→ Text segment
━━━━━━━━━━━━━━━━━━━━

Kliuchevskoi volcano group in eruption, Nov. 16, 2013 – http://www.slate.com/blogs/bad_astronomy/2013/12/04/volcanoes_from_space_two_eruptions_seen_from_the_iss.html
One of the things that tend to focus the mind here in Alaska is the volcanic activity along the Alaska Range and Aleutians. These are mostly andesitic vents driven by the subduction of the Pacific Plate under the North American Plate.

Travel Kamchatka map of interesting points on the peninsula – http://www.travelkamchatka.com/images/bigkamap.jpg
But we here in Alaska sit downwind of a massively active region in the Kamchatka Peninsula which stretches south to the Kuril Islands and on to Japan itself. At any single moment, there are typically four active volcanoes on Kamchatka. The obvious question would be why is Kamchatka so active? What is tectonically driving the activity? This post attempts to introduce the Kamchatka Peninsula from a tectonic standpoint.
Overview
The Kamchatka Peninsula of Russia is a 1,250 km long peninsula on the far eastern edge of Siberia. It sits at the junction of a triple plate collision between the North American, the Pacific and the Eurasian Plates. To make things even more interesting, it occupies something called the Okhotsk Block which is being shoved into the Eurasian Plate and borders on the Bering Block which defines the area north of the Aleutian chain of volcanic islands. The final interesting thing about Kamchatka is that there are at least a few papers out there that believe that the Emperor Seamount string is subducting under Kamchatka.

Russian map of volcanoes on Kamchatka – http://www.kamchatkaonline.ru/Kamchatka%20maps%20english.html
Volcanic activity is mostly subduction driven andesitic eruptions. There are over 160 volcanoes including no small number of caldera structures on Kamchatka. Some 29 of them are thought to be active and are monitored by the Kamchatka Volcanic Eruption Response Team (KVERT). After a rough patch of funding in the late ’00s, they seem to be up and operational. http://www.kscnet.ru/ivs/kvert/index_eng.php. The Kuriles also have a page that is in Cyrillic. http://www.imgg.ru/ru

A portion of Kamchatka’s eastern volcanic front near Uzon. July 2009 – http://www.volcano.si.edu/volcano.cfm?vn=300170
There are two lines of volcanoes in Kamchatka. The westernmost line has for the most part not been recently active. Activity migrated eastward toward the trench constructing a line of active volcanoes stretching from central Kamchatka south to Japan. Recent volcanic activity does not extend north of a fault line in central Kamchatka. It does extend south along the Kuril – Kamchatka Trench, which plunges some 10 km into the Pacific Ocean. Volcanic islands comprising the Kuril Islands stretch some 1,300 km along the trench until it reaches the northern Japanese island of Hokkaido. Subduction – driven volcanoes parallel the line of the trench.
Tectonics

Overall plate tectonics of Kamchatka and the Okhotsk Block – http://www.wired.com/2010/09/catching-up-with-kamchatka/
It appears to me that the crux of the matter with Kamchatka lies with the Okhotsk Block, also sometimes referred to as the Okhotsk Plate. It has two subduction boundaries. The main one on the west under the Eurasian Plate is thought to be inactive, which makes sense as there is no active volcanic activity. Russia’s largest island, Sakhalin is on the Okhotsk east of this boundary. The western boundary is defined by the Kurile – Kamchatka Trench which is the surface expression of the subducting plate driving the volcanic activity.

━━━━━━━━━━━━━━━━━━━━

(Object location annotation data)
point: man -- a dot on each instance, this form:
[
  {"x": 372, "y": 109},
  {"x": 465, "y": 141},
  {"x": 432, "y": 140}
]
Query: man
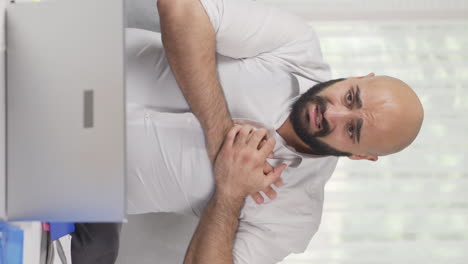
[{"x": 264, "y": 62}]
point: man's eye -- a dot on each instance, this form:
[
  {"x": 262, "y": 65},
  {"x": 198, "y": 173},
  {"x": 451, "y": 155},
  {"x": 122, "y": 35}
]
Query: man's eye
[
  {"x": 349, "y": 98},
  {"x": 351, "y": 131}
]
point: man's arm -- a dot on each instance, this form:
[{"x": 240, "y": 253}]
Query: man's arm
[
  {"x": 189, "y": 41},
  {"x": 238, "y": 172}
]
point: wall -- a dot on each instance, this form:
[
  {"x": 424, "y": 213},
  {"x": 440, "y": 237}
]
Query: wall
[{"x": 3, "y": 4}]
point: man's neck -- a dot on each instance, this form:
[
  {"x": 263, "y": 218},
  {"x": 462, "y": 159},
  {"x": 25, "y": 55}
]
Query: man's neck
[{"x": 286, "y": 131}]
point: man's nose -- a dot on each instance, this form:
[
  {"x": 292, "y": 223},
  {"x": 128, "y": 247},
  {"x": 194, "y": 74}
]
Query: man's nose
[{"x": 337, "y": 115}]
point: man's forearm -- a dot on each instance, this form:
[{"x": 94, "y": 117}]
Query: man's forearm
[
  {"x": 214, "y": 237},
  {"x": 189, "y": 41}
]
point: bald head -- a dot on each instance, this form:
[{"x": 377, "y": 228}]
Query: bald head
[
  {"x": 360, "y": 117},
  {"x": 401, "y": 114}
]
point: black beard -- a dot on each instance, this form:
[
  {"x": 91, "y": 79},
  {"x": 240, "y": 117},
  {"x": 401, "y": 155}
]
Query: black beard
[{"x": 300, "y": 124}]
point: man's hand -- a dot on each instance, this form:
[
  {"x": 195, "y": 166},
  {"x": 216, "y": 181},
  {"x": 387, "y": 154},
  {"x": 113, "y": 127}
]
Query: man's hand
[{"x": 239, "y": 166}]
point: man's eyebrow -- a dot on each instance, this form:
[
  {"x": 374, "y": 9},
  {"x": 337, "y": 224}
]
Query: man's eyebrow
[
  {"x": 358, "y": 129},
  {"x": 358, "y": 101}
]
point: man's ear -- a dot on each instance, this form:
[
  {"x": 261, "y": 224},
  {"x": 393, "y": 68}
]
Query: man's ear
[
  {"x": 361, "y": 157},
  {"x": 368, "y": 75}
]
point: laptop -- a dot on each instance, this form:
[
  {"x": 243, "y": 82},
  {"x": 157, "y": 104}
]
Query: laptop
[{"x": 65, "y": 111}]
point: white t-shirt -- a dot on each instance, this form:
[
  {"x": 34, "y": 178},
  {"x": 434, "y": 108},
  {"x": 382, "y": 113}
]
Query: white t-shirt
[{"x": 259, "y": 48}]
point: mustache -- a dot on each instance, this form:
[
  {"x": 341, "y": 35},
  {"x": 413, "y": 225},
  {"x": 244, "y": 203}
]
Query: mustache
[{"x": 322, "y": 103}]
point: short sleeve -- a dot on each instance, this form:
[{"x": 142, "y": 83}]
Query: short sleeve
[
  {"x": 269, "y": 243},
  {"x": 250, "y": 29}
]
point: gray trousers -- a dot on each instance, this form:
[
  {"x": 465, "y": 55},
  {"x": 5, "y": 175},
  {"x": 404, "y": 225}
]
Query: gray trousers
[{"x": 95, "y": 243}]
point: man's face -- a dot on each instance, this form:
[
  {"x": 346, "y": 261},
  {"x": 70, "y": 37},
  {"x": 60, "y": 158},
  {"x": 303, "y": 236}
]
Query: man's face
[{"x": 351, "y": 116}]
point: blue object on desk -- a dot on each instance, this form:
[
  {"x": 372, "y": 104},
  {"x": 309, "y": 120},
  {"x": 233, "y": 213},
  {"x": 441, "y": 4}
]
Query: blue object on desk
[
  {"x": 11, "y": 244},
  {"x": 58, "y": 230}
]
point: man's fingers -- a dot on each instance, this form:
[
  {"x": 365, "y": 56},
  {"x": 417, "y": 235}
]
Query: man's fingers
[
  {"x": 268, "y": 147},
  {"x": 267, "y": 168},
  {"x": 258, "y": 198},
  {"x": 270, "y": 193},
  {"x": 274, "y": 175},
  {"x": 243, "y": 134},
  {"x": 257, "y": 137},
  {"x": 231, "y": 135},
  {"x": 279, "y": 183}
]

━━━━━━━━━━━━━━━━━━━━

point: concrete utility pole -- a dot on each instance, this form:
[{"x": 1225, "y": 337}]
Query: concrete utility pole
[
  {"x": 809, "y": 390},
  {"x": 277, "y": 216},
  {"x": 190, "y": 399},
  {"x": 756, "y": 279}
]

━━━━━━━━━━━━━━━━━━━━

→ Job A
Write out the Kamchatka post starting with "Kliuchevskoi volcano group" and going on through "North American Plate.", renaming "Aleutians" as "Aleutian Islands" throughout.
→ Job B
According to the Kamchatka post, how deep does the Kuril – Kamchatka Trench plunge into the Pacific Ocean?

→ Written response A
Kliuchevskoi volcano group in eruption, Nov. 16, 2013 – http://www.slate.com/blogs/bad_astronomy/2013/12/04/volcanoes_from_space_two_eruptions_seen_from_the_iss.html
One of the things that tend to focus the mind here in Alaska is the volcanic activity along the Alaska Range and Aleutian Islands. These are mostly andesitic vents driven by the subduction of the Pacific Plate under the North American Plate.

→ Written response B
Some 10 km.